#### Consigne
Citez mot pour mot le passage de l'entretien sur le conflit en Ukraine qui s'ouvre sur les mots contenant « Notre entretien se » et se clôt sur « un véritable génocide. ».

#### Texte fourni
Le conflit en Ukraine a-t-il une influence sur les relations russo-comoriennes?
Notre entretien se déroule dans un contexte international difficile. La Russie s’oppose aujourd’hui à l’Occident en défendant sa sécurité et ses intérêts vitaux. Nous avons été forcés de mener une opération militaire spéciale en Ukraine après que les Occidentaux aient fait en sorte que se développe un sentiment «anti-Russie» dans ce pays au cours des huit années précédentes, ce qui a posé de réelles menaces pour la sécurité de notre pays et de ses citoyens.
Des milliards de dollars ont été dépensés pour fournir des armes à Kiev, des armes biologiques ont été développées sur le territoire ukrainien et les autorités ukrainiennes ont déclaré leur volonté de posséder des armes nucléaires. Parallèlement, les citoyens russes vivant dans le Donbass ont été confrontés à un véritable génocide.

#### Lignes
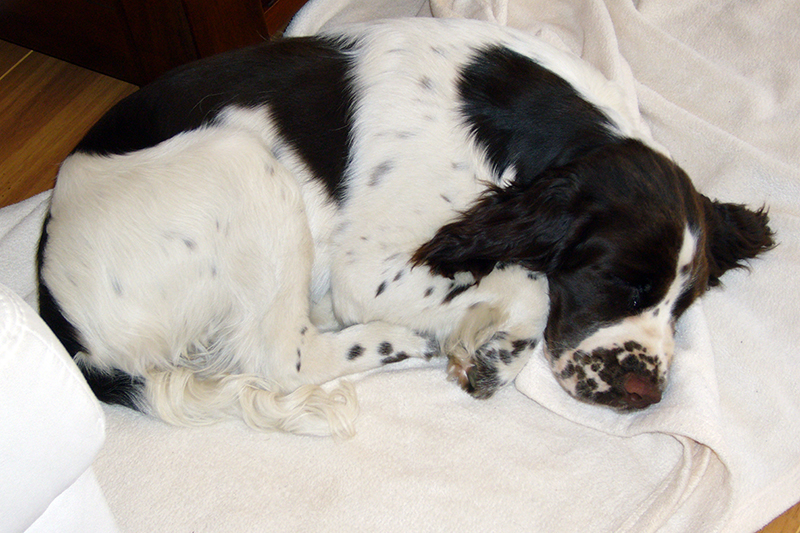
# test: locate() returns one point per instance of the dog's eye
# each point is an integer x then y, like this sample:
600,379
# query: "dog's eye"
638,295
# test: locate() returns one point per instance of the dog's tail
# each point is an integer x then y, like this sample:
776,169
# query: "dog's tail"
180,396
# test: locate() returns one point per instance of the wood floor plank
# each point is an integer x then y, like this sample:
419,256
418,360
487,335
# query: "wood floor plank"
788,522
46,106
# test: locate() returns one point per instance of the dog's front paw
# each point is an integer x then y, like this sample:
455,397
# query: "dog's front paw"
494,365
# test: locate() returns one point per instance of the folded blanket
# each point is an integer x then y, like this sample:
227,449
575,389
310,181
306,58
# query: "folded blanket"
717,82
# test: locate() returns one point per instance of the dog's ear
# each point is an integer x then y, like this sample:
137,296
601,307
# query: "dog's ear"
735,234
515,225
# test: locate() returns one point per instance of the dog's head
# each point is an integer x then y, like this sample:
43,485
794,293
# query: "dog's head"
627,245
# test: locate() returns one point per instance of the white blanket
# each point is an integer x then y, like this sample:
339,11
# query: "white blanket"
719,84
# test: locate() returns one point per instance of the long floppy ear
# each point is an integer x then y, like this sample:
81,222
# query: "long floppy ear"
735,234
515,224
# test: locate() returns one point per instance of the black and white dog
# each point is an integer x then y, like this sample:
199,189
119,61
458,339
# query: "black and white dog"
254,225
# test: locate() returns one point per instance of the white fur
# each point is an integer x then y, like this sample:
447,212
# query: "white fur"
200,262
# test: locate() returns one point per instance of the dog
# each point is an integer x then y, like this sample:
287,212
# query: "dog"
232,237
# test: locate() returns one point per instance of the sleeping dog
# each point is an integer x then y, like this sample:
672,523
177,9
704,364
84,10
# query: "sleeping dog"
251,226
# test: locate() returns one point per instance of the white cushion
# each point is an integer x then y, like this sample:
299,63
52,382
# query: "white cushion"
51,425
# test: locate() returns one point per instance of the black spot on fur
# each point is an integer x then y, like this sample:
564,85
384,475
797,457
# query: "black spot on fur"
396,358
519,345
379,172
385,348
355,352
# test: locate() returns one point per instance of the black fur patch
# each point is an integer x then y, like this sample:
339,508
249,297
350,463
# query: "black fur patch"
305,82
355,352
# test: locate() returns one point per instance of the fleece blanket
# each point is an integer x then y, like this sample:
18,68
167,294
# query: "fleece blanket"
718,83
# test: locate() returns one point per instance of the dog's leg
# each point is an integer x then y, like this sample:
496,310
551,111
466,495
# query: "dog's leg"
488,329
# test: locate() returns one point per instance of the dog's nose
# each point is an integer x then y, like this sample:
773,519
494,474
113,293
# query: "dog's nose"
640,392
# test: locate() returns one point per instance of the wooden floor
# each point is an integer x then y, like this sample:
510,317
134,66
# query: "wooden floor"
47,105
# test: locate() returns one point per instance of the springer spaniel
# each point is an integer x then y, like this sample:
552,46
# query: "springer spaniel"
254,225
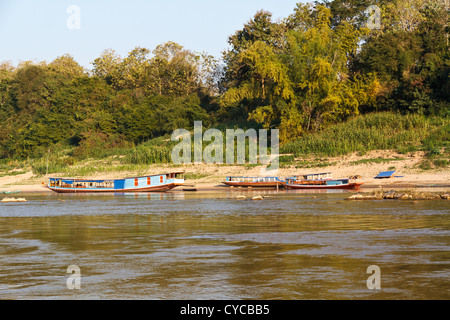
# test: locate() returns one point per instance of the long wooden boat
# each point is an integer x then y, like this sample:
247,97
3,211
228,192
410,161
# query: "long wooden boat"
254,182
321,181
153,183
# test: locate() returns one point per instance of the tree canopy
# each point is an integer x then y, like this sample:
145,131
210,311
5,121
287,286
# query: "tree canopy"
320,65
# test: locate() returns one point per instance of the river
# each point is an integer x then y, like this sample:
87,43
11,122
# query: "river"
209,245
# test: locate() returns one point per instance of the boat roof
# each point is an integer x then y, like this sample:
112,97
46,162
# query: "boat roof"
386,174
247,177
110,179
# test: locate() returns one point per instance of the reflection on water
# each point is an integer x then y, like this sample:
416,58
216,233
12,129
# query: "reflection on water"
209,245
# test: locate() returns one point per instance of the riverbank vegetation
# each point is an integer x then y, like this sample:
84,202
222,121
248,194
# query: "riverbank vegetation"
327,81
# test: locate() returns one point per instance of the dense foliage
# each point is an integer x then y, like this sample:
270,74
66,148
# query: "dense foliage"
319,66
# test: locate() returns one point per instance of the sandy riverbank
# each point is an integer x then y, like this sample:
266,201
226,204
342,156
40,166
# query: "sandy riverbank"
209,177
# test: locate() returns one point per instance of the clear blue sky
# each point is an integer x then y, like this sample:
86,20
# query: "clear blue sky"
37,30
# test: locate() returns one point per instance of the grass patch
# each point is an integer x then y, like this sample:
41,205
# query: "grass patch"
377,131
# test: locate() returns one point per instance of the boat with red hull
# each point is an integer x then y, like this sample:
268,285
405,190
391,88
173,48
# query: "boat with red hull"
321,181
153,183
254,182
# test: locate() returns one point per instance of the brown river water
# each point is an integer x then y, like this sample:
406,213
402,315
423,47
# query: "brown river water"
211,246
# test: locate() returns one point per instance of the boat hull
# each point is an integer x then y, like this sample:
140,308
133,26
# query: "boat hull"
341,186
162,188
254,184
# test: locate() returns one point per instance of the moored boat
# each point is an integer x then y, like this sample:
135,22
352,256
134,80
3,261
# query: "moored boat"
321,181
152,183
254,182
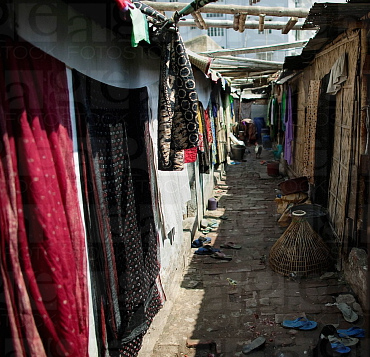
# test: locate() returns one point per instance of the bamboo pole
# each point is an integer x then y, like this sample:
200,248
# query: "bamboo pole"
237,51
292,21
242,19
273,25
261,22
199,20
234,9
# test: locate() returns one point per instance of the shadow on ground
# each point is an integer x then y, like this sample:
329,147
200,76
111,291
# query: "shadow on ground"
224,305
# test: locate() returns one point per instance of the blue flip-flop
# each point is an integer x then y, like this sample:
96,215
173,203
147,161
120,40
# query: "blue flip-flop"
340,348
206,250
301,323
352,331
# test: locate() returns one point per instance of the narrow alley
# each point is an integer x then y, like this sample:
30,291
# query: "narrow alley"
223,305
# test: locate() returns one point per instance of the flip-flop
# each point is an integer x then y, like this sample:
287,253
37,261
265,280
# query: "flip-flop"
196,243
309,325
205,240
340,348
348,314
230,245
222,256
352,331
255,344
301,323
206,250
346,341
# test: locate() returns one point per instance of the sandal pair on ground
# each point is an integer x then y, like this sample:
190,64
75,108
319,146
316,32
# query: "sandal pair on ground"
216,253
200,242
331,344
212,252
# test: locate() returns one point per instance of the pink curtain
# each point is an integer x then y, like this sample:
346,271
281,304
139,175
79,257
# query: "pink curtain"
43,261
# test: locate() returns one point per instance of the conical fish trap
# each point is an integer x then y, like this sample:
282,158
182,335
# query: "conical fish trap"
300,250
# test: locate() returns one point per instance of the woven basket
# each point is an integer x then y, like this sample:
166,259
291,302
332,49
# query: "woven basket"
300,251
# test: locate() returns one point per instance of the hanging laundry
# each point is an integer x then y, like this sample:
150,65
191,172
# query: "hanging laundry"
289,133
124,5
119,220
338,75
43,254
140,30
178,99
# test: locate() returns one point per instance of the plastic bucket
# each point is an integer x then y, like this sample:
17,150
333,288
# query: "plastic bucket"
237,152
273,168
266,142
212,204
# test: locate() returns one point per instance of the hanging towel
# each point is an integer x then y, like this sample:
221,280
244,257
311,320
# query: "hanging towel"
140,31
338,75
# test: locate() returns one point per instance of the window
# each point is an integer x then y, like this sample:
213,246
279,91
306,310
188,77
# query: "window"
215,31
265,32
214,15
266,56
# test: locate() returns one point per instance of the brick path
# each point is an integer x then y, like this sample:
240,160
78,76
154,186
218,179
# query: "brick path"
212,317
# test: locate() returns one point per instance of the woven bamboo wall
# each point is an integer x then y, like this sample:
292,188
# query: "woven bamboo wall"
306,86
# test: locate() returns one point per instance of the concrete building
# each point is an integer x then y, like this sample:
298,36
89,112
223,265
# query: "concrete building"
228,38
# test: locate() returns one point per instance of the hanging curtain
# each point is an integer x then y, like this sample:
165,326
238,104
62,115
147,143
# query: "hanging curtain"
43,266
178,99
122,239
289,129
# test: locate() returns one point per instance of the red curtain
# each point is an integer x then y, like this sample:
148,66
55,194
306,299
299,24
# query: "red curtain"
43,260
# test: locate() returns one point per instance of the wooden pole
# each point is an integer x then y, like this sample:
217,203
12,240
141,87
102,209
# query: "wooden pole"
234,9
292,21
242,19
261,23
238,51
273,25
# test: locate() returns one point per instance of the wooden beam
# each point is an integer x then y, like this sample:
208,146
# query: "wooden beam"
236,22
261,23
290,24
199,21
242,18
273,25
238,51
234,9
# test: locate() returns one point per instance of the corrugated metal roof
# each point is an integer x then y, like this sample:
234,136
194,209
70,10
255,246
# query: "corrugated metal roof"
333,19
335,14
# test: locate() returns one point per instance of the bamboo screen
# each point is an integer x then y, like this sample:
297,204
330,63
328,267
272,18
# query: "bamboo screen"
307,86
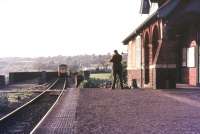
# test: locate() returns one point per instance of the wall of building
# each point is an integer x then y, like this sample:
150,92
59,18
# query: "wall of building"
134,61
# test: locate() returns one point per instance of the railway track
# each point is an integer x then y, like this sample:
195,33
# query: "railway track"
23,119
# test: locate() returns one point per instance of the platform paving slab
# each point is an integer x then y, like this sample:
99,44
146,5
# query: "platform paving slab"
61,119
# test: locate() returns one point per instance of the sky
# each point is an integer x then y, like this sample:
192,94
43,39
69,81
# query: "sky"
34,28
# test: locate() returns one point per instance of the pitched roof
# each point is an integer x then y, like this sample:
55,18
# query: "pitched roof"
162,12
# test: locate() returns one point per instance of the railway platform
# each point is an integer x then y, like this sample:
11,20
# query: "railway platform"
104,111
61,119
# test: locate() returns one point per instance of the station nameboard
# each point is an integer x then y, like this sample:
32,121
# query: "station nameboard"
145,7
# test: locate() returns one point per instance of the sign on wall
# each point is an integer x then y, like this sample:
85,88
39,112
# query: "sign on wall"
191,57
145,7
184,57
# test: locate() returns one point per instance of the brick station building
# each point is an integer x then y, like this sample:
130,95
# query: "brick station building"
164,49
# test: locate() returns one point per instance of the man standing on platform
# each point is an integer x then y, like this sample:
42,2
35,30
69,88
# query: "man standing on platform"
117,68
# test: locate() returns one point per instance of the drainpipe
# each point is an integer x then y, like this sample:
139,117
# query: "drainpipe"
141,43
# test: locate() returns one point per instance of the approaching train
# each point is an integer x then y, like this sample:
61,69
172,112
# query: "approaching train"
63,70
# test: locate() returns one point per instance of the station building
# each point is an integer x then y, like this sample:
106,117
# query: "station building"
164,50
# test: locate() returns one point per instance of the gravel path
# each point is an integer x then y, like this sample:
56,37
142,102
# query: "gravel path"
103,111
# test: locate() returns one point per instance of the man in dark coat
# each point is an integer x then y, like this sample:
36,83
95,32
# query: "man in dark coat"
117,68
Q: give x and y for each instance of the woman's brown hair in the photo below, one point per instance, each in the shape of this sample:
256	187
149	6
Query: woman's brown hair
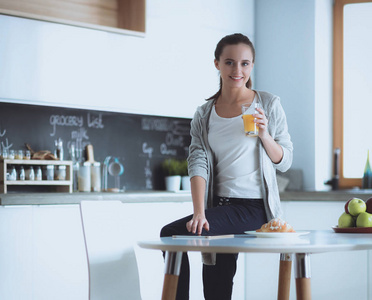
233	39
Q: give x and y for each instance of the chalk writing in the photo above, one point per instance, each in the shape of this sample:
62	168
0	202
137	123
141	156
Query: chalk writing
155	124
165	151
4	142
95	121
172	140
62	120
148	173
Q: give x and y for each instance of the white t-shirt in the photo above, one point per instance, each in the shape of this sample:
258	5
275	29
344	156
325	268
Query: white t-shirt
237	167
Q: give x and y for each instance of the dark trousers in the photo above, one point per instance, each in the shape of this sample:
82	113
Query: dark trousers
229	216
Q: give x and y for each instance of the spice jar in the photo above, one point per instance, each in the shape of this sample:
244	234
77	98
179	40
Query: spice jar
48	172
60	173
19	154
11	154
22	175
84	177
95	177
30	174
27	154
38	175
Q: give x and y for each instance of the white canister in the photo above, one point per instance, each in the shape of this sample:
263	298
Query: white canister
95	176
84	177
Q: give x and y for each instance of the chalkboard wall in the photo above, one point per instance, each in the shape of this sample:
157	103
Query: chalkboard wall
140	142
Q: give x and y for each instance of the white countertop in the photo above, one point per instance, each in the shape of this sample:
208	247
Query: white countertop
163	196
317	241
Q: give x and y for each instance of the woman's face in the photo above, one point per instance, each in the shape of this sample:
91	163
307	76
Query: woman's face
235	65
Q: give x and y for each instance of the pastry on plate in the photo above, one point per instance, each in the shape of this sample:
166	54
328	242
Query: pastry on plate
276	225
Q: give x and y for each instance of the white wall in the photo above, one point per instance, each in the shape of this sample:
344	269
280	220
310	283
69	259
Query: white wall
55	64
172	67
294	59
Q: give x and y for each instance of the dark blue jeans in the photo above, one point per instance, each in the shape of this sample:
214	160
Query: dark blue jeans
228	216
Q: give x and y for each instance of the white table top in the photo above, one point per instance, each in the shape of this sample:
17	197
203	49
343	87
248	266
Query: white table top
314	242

#### Réponse attendue
Notre entretien se déroule dans un contexte international difficile. La Russie s’oppose aujourd’hui à l’Occident en défendant sa sécurité et ses intérêts vitaux. Nous avons été forcés de mener une opération militaire spéciale en Ukraine après que les Occidentaux aient fait en sorte que se développe un sentiment «anti-Russie» dans ce pays au cours des huit années précédentes, ce qui a posé de réelles menaces pour la sécurité de notre pays et de ses citoyens.
Des milliards de dollars ont été dépensés pour fournir des armes à Kiev, des armes biologiques ont été développées sur le territoire ukrainien et les autorités ukrainiennes ont déclaré leur volonté de posséder des armes nucléaires. Parallèlement, les citoyens russes vivant dans le Donbass ont été confrontés à un véritable génocide.